▸ **LISTA DE ATIVIDADES**:
1 > No excerto sobre Jorge Guerreiro, com que idade foi ele viver para o Alentejo?
2 > Que trabalhos do campo Jorge Guerreiro diz, no excerto, ter feito depois de desistir dos estudos? Indique todos.

▸ **EXCERTO DA PÁGINA**:
%%
Uma história que, no caso de Jorge Guerreiro, começa há 55 anos, em Loulé. “Quando nasci os meus pais já não estavam a viver juntos. Nunca conheci o meu pai. Fui criado com a minha mãe e a minha avó materna. Aos seis anos fomos viver para o Alentejo, numa propriedade da família, no concelho de Odemira, onde estudei até ao sétimo ano. Foi por essa altura que eu e outros companheiros começámos a beber. Bebíamos o que aparecia. Desisti dos estudos e comecei a trabalhar, não só na nossa terra, mas, também, em outras propriedades, a carregar palha, a tomar conta de animais, na apanha do tomate, por aí fora… estava habituado às tarefas do campo, desde pequenino”. À medida que o seu salário aumentava também o consumo diário de álcool ia progredindo – “Com 14 anos, eu levava para o trabalho, todos os dias, pelas mãos de quem me preparava o farnel, uma garrafa de vinho. Nunca me passou pela cabeça que, já nessa altura, eu tinha uma dependência”.
%%
▸ **DADOS FORNECIDOS**:
%%
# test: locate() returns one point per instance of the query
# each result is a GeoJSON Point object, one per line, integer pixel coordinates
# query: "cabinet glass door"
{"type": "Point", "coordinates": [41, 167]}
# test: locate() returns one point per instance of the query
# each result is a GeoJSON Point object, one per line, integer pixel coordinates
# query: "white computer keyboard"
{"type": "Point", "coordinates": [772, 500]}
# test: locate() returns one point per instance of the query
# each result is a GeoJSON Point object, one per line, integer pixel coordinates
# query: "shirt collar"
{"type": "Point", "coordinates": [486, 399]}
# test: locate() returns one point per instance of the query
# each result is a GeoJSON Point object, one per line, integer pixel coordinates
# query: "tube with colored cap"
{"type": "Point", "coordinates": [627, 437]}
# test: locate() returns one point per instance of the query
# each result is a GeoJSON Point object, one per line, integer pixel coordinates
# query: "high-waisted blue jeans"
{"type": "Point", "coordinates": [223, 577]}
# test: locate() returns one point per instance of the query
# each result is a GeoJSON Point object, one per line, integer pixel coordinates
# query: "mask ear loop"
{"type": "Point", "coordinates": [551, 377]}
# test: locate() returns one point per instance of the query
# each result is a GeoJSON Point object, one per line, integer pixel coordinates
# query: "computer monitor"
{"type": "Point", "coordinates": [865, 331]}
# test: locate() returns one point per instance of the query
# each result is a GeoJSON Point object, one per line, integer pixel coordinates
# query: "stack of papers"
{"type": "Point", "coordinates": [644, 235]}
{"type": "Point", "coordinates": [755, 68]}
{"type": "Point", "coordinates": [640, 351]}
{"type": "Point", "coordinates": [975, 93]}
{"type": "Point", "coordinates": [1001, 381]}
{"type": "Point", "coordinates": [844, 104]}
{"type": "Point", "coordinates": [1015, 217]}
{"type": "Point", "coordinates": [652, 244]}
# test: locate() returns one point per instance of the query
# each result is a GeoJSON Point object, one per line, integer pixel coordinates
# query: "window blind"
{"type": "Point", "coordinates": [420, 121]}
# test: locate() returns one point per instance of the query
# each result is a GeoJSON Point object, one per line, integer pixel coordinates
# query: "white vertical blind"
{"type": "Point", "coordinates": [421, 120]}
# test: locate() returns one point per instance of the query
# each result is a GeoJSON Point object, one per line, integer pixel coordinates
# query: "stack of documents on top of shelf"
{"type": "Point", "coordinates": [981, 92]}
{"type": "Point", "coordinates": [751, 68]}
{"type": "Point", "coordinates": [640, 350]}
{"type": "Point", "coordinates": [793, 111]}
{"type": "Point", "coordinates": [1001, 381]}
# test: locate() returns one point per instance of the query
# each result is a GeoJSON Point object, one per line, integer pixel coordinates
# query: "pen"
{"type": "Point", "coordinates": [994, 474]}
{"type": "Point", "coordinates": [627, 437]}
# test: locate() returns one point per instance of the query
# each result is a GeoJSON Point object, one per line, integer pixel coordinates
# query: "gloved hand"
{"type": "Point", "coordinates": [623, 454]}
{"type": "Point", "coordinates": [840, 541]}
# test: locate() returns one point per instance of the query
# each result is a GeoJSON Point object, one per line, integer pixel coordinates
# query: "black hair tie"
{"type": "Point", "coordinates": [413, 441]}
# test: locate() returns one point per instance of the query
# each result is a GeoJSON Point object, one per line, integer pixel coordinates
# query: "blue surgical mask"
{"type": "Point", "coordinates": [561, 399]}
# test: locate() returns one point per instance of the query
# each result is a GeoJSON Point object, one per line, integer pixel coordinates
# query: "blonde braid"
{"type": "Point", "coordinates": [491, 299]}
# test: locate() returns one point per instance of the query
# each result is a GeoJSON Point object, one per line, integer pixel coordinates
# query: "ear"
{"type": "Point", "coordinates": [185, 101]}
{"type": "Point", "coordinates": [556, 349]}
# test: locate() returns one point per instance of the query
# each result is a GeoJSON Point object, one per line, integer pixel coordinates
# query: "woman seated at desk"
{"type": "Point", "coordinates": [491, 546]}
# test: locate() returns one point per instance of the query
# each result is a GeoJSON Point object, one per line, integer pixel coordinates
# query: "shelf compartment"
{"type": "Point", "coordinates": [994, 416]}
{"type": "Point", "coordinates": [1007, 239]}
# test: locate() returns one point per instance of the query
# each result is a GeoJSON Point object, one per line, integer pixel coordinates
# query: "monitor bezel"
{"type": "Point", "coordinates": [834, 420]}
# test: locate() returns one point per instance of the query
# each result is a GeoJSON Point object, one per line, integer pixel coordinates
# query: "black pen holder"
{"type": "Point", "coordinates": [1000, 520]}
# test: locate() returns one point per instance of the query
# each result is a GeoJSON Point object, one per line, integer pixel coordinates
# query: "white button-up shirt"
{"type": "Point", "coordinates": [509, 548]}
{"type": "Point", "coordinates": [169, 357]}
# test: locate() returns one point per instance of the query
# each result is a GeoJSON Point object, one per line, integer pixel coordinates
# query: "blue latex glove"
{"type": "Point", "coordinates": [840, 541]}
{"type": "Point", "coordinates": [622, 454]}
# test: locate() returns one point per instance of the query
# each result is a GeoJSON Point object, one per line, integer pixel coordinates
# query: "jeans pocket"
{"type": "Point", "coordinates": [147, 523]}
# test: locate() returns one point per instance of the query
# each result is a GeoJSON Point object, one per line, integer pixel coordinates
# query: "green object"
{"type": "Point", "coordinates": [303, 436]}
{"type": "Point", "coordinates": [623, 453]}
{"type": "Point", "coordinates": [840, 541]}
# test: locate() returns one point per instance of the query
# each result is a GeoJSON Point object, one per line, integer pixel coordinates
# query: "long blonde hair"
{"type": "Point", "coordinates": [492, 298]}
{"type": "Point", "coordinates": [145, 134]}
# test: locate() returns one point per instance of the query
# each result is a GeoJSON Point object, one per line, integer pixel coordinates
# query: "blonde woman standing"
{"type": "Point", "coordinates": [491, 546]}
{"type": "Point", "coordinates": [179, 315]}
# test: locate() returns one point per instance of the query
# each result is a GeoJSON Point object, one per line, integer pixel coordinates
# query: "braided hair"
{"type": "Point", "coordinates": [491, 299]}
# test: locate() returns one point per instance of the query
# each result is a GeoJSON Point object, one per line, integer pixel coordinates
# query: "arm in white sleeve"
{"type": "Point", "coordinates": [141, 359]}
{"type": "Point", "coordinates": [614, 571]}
%%
▸ **RESPOSTAS ESCRITAS**:
1 > Aos seis anos.

2 > Carregar palha, tomar conta de animais e a apanha do tomate.